Problem requirements | Pick out each line of the records below that contains the word "bumper" and copy those lines.

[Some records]
==*==

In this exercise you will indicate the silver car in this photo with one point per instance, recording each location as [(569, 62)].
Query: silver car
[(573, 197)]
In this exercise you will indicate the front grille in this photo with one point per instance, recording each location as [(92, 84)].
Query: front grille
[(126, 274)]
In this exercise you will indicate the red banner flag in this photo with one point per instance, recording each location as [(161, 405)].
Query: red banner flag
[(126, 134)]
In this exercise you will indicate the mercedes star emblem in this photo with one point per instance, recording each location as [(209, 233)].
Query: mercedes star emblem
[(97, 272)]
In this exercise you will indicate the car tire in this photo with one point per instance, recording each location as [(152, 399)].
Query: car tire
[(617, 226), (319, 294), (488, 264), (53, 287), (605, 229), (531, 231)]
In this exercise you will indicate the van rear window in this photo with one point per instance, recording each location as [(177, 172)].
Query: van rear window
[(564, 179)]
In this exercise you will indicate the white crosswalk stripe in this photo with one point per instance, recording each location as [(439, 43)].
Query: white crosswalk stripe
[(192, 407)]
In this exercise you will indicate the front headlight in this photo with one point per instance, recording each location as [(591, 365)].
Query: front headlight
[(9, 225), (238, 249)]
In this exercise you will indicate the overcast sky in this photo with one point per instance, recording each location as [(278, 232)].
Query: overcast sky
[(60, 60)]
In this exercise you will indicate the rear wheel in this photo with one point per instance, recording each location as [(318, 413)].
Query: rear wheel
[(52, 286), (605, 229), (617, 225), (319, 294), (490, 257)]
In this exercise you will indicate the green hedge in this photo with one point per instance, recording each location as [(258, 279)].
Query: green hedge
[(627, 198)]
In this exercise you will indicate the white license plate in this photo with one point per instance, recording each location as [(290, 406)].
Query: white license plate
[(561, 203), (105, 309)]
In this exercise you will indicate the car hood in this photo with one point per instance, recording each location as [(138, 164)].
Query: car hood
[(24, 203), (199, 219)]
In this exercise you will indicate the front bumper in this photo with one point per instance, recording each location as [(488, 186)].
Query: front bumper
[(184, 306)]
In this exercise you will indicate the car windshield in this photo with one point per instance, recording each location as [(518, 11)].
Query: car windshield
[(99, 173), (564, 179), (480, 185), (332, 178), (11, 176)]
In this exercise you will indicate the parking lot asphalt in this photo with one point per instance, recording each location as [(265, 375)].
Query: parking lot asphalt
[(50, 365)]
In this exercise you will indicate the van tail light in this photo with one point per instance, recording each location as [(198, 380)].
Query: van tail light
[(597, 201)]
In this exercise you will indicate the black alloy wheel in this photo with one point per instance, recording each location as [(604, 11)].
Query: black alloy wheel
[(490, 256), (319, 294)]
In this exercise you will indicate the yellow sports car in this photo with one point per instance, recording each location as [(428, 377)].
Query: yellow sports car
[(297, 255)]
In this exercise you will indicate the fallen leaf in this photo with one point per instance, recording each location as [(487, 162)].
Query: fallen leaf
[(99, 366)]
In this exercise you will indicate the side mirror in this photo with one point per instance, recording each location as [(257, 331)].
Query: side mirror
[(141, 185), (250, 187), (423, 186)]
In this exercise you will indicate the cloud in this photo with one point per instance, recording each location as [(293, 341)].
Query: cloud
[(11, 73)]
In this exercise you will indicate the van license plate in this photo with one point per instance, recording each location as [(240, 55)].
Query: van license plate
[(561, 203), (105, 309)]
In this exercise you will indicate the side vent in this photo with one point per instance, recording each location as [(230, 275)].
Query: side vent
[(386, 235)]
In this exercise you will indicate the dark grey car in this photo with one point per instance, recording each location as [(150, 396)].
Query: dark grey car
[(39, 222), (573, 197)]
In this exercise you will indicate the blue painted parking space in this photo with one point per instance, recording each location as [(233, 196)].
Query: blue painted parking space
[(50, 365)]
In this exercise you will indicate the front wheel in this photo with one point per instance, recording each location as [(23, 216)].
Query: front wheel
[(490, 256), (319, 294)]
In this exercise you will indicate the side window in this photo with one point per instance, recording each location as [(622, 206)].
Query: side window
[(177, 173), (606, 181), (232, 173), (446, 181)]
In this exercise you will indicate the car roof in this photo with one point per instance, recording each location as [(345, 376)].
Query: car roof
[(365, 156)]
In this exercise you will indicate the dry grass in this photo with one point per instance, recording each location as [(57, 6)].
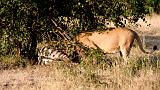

==*==

Response to the exercise |
In this exercise you will indicate the front bumper in this photo with one point per instance, recording each location as [(488, 186)].
Query: front bumper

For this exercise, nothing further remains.